# Extract provided
-- Opening Marker --

Does the Toyota Prius still matter?
Toyota remains incredibly proud of its green halo car, the Prius. On the company website, it calls the gas-electric car, “The hybrid that started it all.” Chances are, if someone tells you to think of a hybrid car today, your first thought is going to be the Prius. Now a cultural icon, the Prius changed a lot of attitudes about what an efficient car is able to achieve.
But the car is aging, despite numerous refreshes and model tweaks over the years, and sales dropped 11.5 percent last year. It’s taken Toyota 25 years of ups and downs to get the Prius to where it is today, and we started wondering if that’s too long for the car to remain viable in an era of 40+ mile-per-gallon non-hybrid cars and a plethora of plug-in competitors for the green car crown (we’re not the only ones).
Plus, Toyota is rapidly shifting its green focus away from the Prius and towards the hydrogen-powered Mirai fuel cell car. But if you ask Toyota representatives if the Prius is still a vital car in 2015 – and we did – you’ll find that there’s still a lot of love for the car that went before.
For example, Geri Yoza is a Toyota national manager who spent years traveling all across the US teaching people about the Prius. The veteran of countless customer education sessions told AutoblogGreen that it took a long time for the Prius to “cross the technology chasm,” and that it wasn’t until about a decade after launch that the car became a common sight outside of the initial popularity hotspots. “It takes a while for people to become confident in the technology, to understand that it’s been proven,” she said. Now that the hybrid is ensconced in the public mind, it’s time for the next step. “I think the Prius, the whole idea ‘to go before,’ was to go before the Mirai.”
Part of that precursor status is due to the fact that a lot of the Prius’ powertrain technology has made the jump to the Mirai. When we asked Bob Carter, Toyota’s senior vice president of automotive operations, if the Prius still matters, he had a clear answer: “My goodness, yes.”

-- Closing Marker --

# Recorded data
-- Opening Marker --

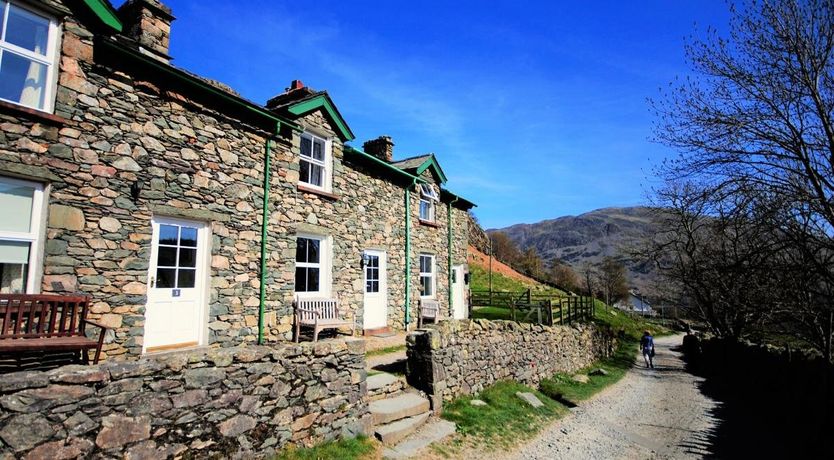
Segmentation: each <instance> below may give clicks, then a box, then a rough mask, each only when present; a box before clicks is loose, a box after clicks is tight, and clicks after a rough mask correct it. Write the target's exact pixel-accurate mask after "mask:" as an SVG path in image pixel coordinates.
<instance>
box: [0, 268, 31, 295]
mask: <svg viewBox="0 0 834 460" xmlns="http://www.w3.org/2000/svg"><path fill="white" fill-rule="evenodd" d="M28 268H29V264H9V263H2V262H0V293H2V294H23V293H25V292H26V278H28V276H29V269H28Z"/></svg>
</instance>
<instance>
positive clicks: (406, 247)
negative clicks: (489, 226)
mask: <svg viewBox="0 0 834 460" xmlns="http://www.w3.org/2000/svg"><path fill="white" fill-rule="evenodd" d="M345 152H347V153H350V154H351V155H356V156H357V157H360V158H362V159H364V160H366V161H369V162H371V163H373V164H375V165H377V166H380V167H382V168H384V169H386V170H388V171H390V172H393V173H396V174H397V175H399V176H402V177H403V178H407V179H410V180H411V184H410V185H408V186H407V187H406V188H405V189H404V190H405V219H404V225H405V328H406V330H408V325H409V324H410V323H411V310H410V307H411V190H412V189H413V188H414V186H416V185H417V183H418V182H421V183H423V182H426V180H425V179H423V178H422V177H420V176H415V175H412V174H409V173H407V172H405V171H403V170H402V169H400V168H398V167H396V166H394V165H392V164H390V163H388V162H387V161H383V160H380V159H379V158H377V157H375V156H373V155H369V154H367V153H365V152H363V151H361V150H357V149H355V148H353V147H351V146H349V145H346V146H345Z"/></svg>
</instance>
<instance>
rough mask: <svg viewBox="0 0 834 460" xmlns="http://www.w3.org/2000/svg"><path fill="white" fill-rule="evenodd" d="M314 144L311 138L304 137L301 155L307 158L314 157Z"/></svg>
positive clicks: (312, 140) (301, 146)
mask: <svg viewBox="0 0 834 460" xmlns="http://www.w3.org/2000/svg"><path fill="white" fill-rule="evenodd" d="M312 144H313V140H312V139H310V138H309V137H302V138H301V155H302V156H305V157H309V156H312V153H311V152H312V150H313V149H312Z"/></svg>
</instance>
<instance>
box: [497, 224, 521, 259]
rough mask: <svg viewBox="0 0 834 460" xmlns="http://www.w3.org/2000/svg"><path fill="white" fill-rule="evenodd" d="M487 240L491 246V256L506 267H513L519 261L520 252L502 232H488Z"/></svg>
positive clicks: (520, 256) (508, 236) (505, 233)
mask: <svg viewBox="0 0 834 460" xmlns="http://www.w3.org/2000/svg"><path fill="white" fill-rule="evenodd" d="M489 240H490V243H491V244H492V254H493V256H495V258H496V259H498V260H500V261H501V262H504V263H505V264H507V265H511V266H514V265H516V264H518V262H519V261H520V260H521V250H520V249H518V246H517V245H516V244H515V242H513V240H511V239H510V237H509V236H507V234H506V233H504V232H490V233H489Z"/></svg>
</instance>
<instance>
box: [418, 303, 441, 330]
mask: <svg viewBox="0 0 834 460" xmlns="http://www.w3.org/2000/svg"><path fill="white" fill-rule="evenodd" d="M439 318H440V302H438V301H437V300H434V299H420V311H419V314H418V315H417V327H418V328H421V327H423V319H430V320H432V321H434V322H435V323H436V322H437V320H438V319H439Z"/></svg>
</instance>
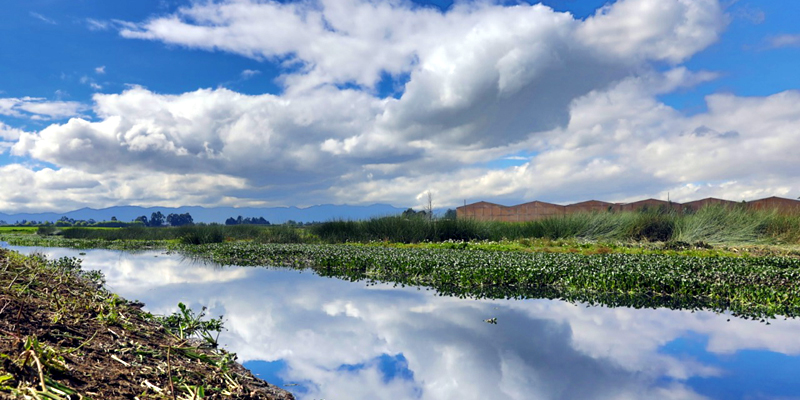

-- Closing Marker --

# Work to complete
1) According to the Prius article, by what percentage did Prius sales drop last year?
2) Reproduce the passage of the Prius article starting at "But the car" and ending at "the only ones).".
3) Write the next part of the article on the Toyota Prius, picking up after its final sentence.

# Answers for the exercise
1) 11.5 percent.

2)
But the car is aging, despite numerous refreshes and model tweaks over the years, and sales dropped 11.5 percent last year. It’s taken Toyota 25 years of ups and downs to get the Prius to where it is today, and we started wondering if that’s too long for the car to remain viable in an era of 40+ mile-per-gallon non-hybrid cars and a plethora of plug-in competitors for the green car crown (we’re not the only ones).

3)
“We’ve been selling hybrids for 25 years,” he said, “but when you go back, we had said that the Prius and hybrid technology were a bridge to the future and we were very clear that it’s going to be a very long bridge. Essentially, and I’m not an engineer, the Mirai takes the technology from the Prius and takes the ICE engine out and puts a fuel cell stack in. [Hybrids are] a core technology for us and will continue as far into the future as I can see.”
Satoshi Ogiso, the managing officer for Toyota Motor Corporation, was deeply involved in the Prius program and now works on the Mirai project. He told AutoblogGreen that the Prius remains “very important,” because it continues to give customers powertrain options in the cars they want to drive. Premium innovation should come from Toyota’s Lexus brand, he said, but “affordable high-tech innovation,” should come from Toyota – and that means the Prius.
Former AutoblogGreen editor and current analyst for Navigant Research Sam Abuelsamid said that, “The Prius absolutely still matters. Even with the decline in sales in 2014, it remains by a wide margin the best-selling hybrid brand in the world. There are several factors that have come together in the past couple of years that contributed to the sales decline. The current Prius is at the end of its life cycle with a new generation expected to debut later this year, fuel prices in the US have declined, hurting efficiency-minded models like Prius and there is plenty of new competition from other HEV, PHEV and BEV models.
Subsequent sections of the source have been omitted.